Cloudless Sentinel-2
This service recreates 10 spectral bands of Sentinel-2 without clouds, shadows, image artifacts, and to some degree, errors in atmospheric correction. This is done by combining data from multiple satellites (Sentinel-1, Sentinel-2, Sentinel-3, and Landsat 8/9) with state-of-the-art deep learning. It produces the most up-to-date Sentinel-2 data available online. Below you can find more information about the data generation process, facts about the data, and links to API code examples.


This deep learning technique can utilize partly clouded imagery, radar data, microwave data, different spatial resolutions, and different temporal frequencies. By combining these data sources we can deliver a cloudless Sentinel-2 product we update daily, to catch any ground cover changes as fast as possible. It’s simply about getting the most use out of every satellite that’s already orbiting the earth in a practical and cost-effective way.
This approach can utilize SAR radar data from Sentinel-1 to update our cloudless Sentinel-2 imagery with surprising detail because a deeper context about the ground cover has been provided by the optical satellites (eg. Landsat, Sentinel-2) and the AI’s temporal understanding. This approach will, furthermore, map any changes from Landsat 8/9 onto the cloudless Sentinel-2 data while keeping to the Sentinel-2 data format.

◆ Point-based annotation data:
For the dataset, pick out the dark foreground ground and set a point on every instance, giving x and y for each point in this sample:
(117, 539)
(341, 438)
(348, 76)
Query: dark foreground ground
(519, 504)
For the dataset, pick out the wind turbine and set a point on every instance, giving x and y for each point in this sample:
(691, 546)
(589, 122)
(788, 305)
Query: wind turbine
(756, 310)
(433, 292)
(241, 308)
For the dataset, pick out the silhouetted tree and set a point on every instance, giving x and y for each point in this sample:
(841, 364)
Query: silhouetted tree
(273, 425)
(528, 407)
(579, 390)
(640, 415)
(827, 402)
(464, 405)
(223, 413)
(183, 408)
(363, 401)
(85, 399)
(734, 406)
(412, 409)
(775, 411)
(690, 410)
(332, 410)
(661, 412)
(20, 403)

◆ Problem description: Continue the Cloudless Sentinel-2 description from its last sentence. The entries above are separate material and have no connection to the text.

◆ Answer for the task:
There is no difference between today’s new cloudless data and the historical data available as all data has been produced in the same way. This is to ensure consistency throughout our service. However, this also means historical data is produced without any future insights and it’s only backward-looking. It will not extrapolate into what we know it will become because it will not see future data even if we do have it available.
Our cloudless imagery is not limited by the size of Sentinel-2 tiles. We can create wall-to-wall cloudless imagery that fits your arbitrary size needs, as we update our imagery on days without Sentinel-2. We do that to include data from other satellites that have different orbits and data acquisition than Sentinel-2. That results in easy usability as you can increase your area of interest in all directions knowing there will be data to support your analysis.
This is developed for land-based monitoring and all open water bodies are removed after the images have been created. We do not store SAR data for open seas and it’s not recommended to use any unremoved water imagery that you might find on the platform. You can find lakes consistently in our imagery, however, all water data is considerably lower quality than our land-based imagery. You can read more about the data generation process and our cloudless imagery in our Cloudless ‘Synthetic’ Sentinel-2 Data and Multiple Satellites, One Optical Image articles.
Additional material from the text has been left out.